[Stored data entries]
--- START ---
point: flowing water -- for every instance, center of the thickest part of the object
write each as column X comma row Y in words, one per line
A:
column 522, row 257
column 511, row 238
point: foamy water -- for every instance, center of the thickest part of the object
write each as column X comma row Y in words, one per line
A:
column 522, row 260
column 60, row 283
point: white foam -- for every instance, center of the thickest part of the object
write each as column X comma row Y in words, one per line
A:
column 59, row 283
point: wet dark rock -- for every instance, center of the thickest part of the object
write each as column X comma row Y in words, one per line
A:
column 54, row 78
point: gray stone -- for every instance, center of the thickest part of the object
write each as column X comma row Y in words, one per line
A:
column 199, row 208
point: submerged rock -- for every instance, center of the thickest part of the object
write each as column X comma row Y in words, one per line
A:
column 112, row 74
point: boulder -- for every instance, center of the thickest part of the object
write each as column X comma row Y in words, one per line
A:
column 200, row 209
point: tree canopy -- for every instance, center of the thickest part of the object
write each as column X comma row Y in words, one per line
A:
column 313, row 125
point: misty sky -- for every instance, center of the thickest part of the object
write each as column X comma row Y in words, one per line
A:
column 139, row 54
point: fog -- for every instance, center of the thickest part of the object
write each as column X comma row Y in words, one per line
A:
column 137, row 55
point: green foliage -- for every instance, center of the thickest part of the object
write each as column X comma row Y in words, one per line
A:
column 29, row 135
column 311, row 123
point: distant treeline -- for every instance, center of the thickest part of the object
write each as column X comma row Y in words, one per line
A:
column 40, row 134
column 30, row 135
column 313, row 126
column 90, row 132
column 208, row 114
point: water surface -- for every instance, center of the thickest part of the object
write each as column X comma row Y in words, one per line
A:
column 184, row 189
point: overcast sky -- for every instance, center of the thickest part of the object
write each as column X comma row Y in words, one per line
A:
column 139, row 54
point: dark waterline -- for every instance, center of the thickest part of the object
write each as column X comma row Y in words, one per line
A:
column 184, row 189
--- END ---
▶ **WHAT TO DO**: Lines with "dark": return each one from the data above.

▶ **REPLY TO THE TASK**:
point: wet dark rock -- for every instance, center of the thickest part of the object
point: dark waterline -- for every instance, center of the thickest part of the object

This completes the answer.